• [PAGE EXCERPT]
######

“From an engineer’s perspective, molecular systems in living organisms fascinated me; each cell has thousands of living machines with many intricate, inter-dependent parts all working together. I began to wonder how all these machines work and, even more important, why they stop working correctly in Alzheimer’s disease or schizophrenia.”
At Cornell, Daniel has been studying neurotransmitter symporters—molecular pumps that import neurotransmitters into cells for recycling after they are released for signaling. He also studies the mechanism of protein synthesis catalyzed by the ribosome, a giant molecular machine with almost 60 parts, with an eye towards designing better ribosome-targeting antibiotics. In both projects, Daniel uses single-molecule fluorescence imaging to watch the motions of these machines in real time to better understand how they work. To make this work, he developed a set of software tools to interpret the large, complex datasets from these experiments and also improved the imaging technique for much higher throughput than previously possible.
“I came to Cornell wanting to understand how these living machines work, but I did not know what techniques were best suited to achieve this goal. The Tri-I CBM program gave me the flexibility to learn new techniques like single-molecule imaging as well as computational methods like molecular dynamics simulations. Working with the faculty at Cornell and in collaboration with faculty at Columbia has made this possible.”

######

• [WORK TASK 1]
According to the profile of Daniel's research, roughly how many parts does the ribosome have?
• [WORK TASK 2]
In the profile of Daniel's research, write out the text starting with "At Cornell, Daniel" and going on through "than previously possible.".

• [DATA]
######

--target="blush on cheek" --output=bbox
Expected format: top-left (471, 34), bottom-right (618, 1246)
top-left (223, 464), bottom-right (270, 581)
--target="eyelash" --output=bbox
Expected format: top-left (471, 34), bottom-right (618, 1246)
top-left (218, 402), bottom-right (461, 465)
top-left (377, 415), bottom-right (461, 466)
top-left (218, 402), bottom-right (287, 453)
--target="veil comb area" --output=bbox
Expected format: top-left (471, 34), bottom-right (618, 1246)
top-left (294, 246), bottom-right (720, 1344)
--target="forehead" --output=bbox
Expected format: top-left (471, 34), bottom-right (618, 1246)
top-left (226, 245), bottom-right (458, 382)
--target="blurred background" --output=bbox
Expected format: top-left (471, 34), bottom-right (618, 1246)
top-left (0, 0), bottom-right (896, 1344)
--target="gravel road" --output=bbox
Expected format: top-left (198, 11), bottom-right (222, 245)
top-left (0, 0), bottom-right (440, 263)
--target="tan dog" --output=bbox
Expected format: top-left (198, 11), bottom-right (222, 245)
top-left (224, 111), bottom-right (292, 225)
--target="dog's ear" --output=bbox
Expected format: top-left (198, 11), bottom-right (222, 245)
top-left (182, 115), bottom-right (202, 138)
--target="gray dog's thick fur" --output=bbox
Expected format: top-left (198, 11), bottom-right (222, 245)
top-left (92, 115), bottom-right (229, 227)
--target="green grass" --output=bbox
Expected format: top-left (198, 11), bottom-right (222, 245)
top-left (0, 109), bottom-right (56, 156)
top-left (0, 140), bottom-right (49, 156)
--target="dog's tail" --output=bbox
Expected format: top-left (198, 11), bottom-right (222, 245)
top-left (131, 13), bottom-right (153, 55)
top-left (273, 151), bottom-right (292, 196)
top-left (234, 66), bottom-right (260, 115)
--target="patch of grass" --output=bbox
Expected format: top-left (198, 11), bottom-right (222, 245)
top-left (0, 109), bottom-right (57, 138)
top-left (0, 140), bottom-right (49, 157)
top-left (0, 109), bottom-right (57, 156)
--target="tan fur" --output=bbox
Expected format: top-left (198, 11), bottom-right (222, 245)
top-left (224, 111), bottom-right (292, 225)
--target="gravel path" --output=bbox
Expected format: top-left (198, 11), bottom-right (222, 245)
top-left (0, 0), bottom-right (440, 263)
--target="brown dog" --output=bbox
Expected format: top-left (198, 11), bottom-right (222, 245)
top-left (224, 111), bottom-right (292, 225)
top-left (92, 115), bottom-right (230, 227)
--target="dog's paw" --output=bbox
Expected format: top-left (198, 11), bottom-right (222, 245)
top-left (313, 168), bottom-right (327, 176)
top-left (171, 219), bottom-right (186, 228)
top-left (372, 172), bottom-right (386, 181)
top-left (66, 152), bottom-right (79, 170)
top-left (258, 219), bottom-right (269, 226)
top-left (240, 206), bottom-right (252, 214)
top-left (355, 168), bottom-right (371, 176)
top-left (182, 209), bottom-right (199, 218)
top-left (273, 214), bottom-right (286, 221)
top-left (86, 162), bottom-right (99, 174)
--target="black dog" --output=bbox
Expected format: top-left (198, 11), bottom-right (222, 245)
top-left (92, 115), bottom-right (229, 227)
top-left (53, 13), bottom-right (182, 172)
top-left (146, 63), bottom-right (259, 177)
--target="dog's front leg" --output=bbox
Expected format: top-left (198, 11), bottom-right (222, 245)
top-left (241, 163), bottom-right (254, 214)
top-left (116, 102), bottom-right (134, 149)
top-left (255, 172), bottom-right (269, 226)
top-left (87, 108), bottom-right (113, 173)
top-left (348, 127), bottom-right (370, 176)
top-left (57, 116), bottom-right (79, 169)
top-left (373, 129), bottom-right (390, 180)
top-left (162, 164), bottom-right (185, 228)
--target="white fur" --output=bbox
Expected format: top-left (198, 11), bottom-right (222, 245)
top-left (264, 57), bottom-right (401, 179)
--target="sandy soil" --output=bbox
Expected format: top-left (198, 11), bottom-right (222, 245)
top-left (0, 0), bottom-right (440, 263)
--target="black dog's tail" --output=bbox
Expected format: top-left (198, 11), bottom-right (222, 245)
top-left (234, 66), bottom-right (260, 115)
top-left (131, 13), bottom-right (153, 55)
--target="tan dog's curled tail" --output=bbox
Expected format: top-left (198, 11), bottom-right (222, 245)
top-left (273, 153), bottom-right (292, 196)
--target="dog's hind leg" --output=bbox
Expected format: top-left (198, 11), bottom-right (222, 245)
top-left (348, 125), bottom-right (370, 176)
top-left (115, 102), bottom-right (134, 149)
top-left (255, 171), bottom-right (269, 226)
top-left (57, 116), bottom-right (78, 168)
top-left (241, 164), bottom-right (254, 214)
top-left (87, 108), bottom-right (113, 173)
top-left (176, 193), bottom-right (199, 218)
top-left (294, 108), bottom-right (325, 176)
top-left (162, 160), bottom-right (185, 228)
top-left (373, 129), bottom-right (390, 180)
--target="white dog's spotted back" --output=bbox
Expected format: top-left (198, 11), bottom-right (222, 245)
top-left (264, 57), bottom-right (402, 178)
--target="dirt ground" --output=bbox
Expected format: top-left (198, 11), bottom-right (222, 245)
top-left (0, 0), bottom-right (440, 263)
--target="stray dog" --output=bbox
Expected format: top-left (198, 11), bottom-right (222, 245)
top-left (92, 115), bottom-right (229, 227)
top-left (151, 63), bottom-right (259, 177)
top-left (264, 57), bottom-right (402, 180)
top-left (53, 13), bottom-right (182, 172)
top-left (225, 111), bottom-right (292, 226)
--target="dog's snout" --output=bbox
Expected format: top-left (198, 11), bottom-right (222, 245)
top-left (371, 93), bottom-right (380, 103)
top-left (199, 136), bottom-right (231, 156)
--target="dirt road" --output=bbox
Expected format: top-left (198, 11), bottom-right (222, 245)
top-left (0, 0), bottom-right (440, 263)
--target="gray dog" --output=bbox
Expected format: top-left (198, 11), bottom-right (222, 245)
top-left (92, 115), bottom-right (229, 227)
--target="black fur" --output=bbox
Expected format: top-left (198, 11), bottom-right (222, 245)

######

• [OUTPUT 1]
Almost 60 parts.

• [OUTPUT 2]
At Cornell, Daniel has been studying neurotransmitter symporters—molecular pumps that import neurotransmitters into cells for recycling after they are released for signaling. He also studies the mechanism of protein synthesis catalyzed by the ribosome, a giant molecular machine with almost 60 parts, with an eye towards designing better ribosome-targeting antibiotics. In both projects, Daniel uses single-molecule fluorescence imaging to watch the motions of these machines in real time to better understand how they work. To make this work, he developed a set of software tools to interpret the large, complex datasets from these experiments and also improved the imaging technique for much higher throughput than previously possible.